Put the stretch from the line containing "Task: where can the overhanging" through the line containing "x=777, y=410" into a Markdown table with the columns Row and Line, numbering each row and leaving out blank lines. Include only those lines.

------------------------

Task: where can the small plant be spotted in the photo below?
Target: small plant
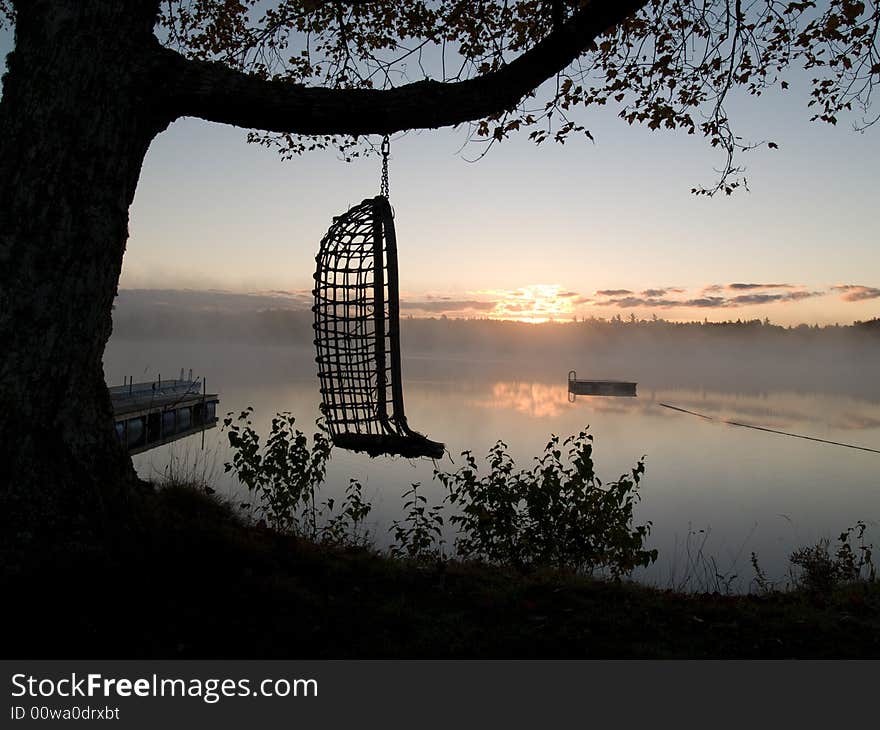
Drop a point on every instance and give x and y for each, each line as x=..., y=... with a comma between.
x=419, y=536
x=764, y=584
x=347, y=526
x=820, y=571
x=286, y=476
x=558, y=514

------------------------

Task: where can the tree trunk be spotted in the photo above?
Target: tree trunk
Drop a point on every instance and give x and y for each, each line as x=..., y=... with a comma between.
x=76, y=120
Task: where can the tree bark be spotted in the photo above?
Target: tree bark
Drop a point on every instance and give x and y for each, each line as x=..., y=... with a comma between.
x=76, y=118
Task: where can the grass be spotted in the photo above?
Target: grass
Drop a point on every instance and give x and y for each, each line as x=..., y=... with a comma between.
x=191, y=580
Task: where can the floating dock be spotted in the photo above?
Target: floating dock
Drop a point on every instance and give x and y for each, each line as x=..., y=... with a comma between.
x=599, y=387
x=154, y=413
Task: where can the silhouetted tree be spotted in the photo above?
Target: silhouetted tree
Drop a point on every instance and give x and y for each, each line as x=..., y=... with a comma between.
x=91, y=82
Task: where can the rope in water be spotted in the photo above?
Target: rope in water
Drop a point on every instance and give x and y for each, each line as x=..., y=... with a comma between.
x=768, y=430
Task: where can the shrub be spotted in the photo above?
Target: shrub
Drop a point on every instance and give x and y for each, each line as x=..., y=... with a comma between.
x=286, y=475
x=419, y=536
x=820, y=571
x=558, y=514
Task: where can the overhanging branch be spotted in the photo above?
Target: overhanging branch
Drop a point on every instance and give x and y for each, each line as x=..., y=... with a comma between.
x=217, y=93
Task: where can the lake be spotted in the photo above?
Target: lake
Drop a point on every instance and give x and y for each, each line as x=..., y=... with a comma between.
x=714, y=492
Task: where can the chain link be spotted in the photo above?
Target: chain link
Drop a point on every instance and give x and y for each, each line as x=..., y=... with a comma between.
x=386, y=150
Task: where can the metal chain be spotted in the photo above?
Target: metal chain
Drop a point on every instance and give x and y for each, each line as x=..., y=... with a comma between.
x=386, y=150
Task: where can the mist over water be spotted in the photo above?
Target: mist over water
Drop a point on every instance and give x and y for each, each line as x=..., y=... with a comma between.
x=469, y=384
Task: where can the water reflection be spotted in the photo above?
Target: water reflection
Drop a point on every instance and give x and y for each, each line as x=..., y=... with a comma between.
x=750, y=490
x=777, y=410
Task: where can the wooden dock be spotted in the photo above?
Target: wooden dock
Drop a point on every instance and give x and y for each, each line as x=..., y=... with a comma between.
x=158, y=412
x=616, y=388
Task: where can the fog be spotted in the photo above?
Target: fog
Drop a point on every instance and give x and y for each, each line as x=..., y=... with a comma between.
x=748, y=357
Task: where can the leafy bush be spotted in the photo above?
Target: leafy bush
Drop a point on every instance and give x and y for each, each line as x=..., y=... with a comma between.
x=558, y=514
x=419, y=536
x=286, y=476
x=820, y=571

------------------------

## [Output below]
| Row | Line |
|---|---|
| 1 | Task: where can the overhanging branch be spotted in the photo above? |
| 2 | Target: overhanging branch |
| 3 | Drop a point on every instance and give x and y for each, each line as x=..., y=... with a comma between. |
| 4 | x=217, y=93 |
| 5 | Task: where can the lake be spotted in the photo above? |
| 6 | Target: lake |
| 7 | Drop a point on every instance and give x and y for each, each line as x=..., y=... with a comma between. |
| 8 | x=714, y=492 |
| 9 | Task: where can the chain link be spotted in the photo above? |
| 10 | Target: chain link |
| 11 | Drop a point on every instance and give x and y for each, each line as x=..., y=... with a comma between. |
| 12 | x=386, y=150 |
| 13 | Task: where can the metal chain be spotted in the photo above? |
| 14 | Target: metal chain |
| 15 | Drop a point on every instance and give x and y for each, each line as x=..., y=... with a comma between. |
| 16 | x=386, y=150 |
| 17 | Task: where can the mist over water be spotted in the photo above? |
| 18 | Target: mist over water |
| 19 | Drop a point on every instance and give x and y for each, each line as x=..., y=... with a comma between. |
| 20 | x=469, y=384 |
| 21 | Task: where can the water reflection be spotted in the photo above? |
| 22 | Target: water reflection |
| 23 | Drop a point on every instance and give x and y for each, each line as x=..., y=... with a comma between. |
| 24 | x=750, y=490 |
| 25 | x=777, y=410 |